> **WRITTEN INSTRUCTION**
Return the records that follow unaltered. Omit every picture.

> **DATA TO PROCESS**
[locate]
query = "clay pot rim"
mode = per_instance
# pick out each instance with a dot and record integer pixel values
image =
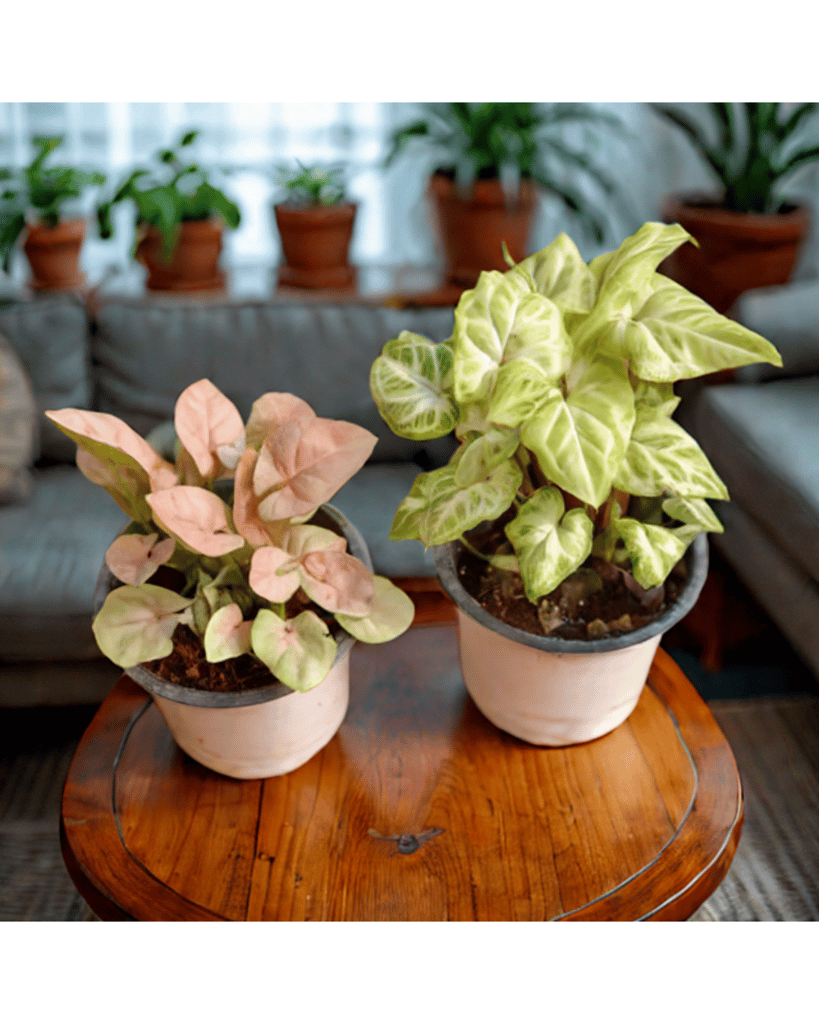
(696, 559)
(194, 697)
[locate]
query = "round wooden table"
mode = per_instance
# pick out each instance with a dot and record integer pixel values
(419, 809)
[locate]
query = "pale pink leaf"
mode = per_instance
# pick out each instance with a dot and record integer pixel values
(306, 462)
(270, 412)
(204, 420)
(273, 573)
(197, 517)
(134, 558)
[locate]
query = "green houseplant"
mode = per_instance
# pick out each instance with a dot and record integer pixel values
(748, 230)
(238, 587)
(573, 496)
(52, 242)
(178, 220)
(315, 223)
(489, 161)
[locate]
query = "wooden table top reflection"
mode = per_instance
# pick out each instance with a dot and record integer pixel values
(419, 809)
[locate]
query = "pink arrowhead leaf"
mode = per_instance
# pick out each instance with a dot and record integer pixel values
(274, 573)
(206, 420)
(272, 411)
(197, 517)
(134, 558)
(305, 463)
(227, 635)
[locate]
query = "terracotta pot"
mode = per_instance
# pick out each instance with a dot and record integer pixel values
(266, 731)
(549, 691)
(315, 242)
(53, 255)
(195, 264)
(472, 229)
(737, 251)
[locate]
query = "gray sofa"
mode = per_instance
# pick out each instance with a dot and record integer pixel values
(132, 357)
(762, 434)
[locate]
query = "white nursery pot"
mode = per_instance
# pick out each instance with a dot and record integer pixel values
(551, 691)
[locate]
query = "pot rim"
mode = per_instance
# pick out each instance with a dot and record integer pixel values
(696, 559)
(261, 694)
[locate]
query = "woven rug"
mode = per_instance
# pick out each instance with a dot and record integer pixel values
(774, 877)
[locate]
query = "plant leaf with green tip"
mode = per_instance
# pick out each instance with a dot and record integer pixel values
(550, 543)
(580, 439)
(391, 613)
(299, 651)
(410, 382)
(653, 550)
(136, 624)
(662, 457)
(676, 336)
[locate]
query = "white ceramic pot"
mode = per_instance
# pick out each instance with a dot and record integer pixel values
(551, 691)
(261, 732)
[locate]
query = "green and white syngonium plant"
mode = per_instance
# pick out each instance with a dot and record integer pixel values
(558, 383)
(232, 516)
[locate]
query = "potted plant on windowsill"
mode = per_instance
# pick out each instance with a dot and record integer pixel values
(564, 521)
(490, 162)
(749, 233)
(315, 224)
(235, 599)
(52, 242)
(179, 217)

> **CORRECT RESPONSE**
[locate]
query = "clay pot rim"
mode = per_instance
# pick out each instance with a dot and record integer pixel values
image =
(696, 559)
(194, 697)
[locate]
query = "round wooden table"
mode = per_instance
# pick out each instance with a dot and record integer pixel values
(419, 809)
[locate]
query = "pale pink leaf"
mode = per_instance
# pick out each instance with a dot and record integer pixel values
(306, 462)
(270, 412)
(204, 420)
(273, 573)
(197, 517)
(134, 558)
[locate]
query = "green houseplant"
mode = per_instance
# pick out each instance with a dot and record integer pixel values
(748, 230)
(238, 587)
(573, 496)
(52, 242)
(178, 220)
(315, 223)
(489, 161)
[locate]
query = "wooden table top reflection"
mode = per_instance
# pick out each instance with a dot and record integer pixel values
(419, 809)
[locate]
query = "pink arrowhead leaf"
mode = per_instance
# pick out each instance with a dot and record integer pixel values
(274, 573)
(206, 420)
(272, 411)
(197, 517)
(134, 558)
(305, 463)
(227, 635)
[locate]
query = "terracotta pot"
mode = per_instance
# pick out each instance with a dot and record integer pixel values
(266, 731)
(549, 691)
(315, 242)
(53, 255)
(195, 264)
(472, 229)
(737, 251)
[locate]
query = "gray sofa"
mode = per_instance
# pick out each instance with a dot and record integer pixel values
(132, 357)
(762, 434)
[locate]
query = "white nursery pot"
mode = per_instance
# pick out each instance with a dot and record integer pixel values
(551, 691)
[locate]
query = "pot rim"
mode = per_instance
# pick out each instance with a dot and record integer pixel values
(696, 559)
(261, 694)
[locate]
query = "woven rug"
mode = per_instance
# pick out each instance with a dot and record integer pixel values
(774, 877)
[locate]
query = "plant leaf with green tip"
mode = per_instance
# pick out each instance with a dot and record integer pixel values
(550, 543)
(580, 439)
(391, 613)
(299, 651)
(410, 382)
(653, 550)
(136, 624)
(662, 457)
(676, 336)
[locate]
query = "white ceramic pot"
mode = per_instance
# pick out each instance with a dot and record integer pixel values
(551, 691)
(261, 732)
[locate]
query = "green and white syngonium plant"
mode = per_instance
# pick out each instance with a dot and record integer pixel values
(558, 383)
(232, 516)
[locate]
query = "potted plant on windowsill"
mode = per_instance
# pick out each instance with a dot and record integer pixel values
(564, 521)
(490, 162)
(749, 233)
(315, 224)
(235, 599)
(52, 242)
(179, 217)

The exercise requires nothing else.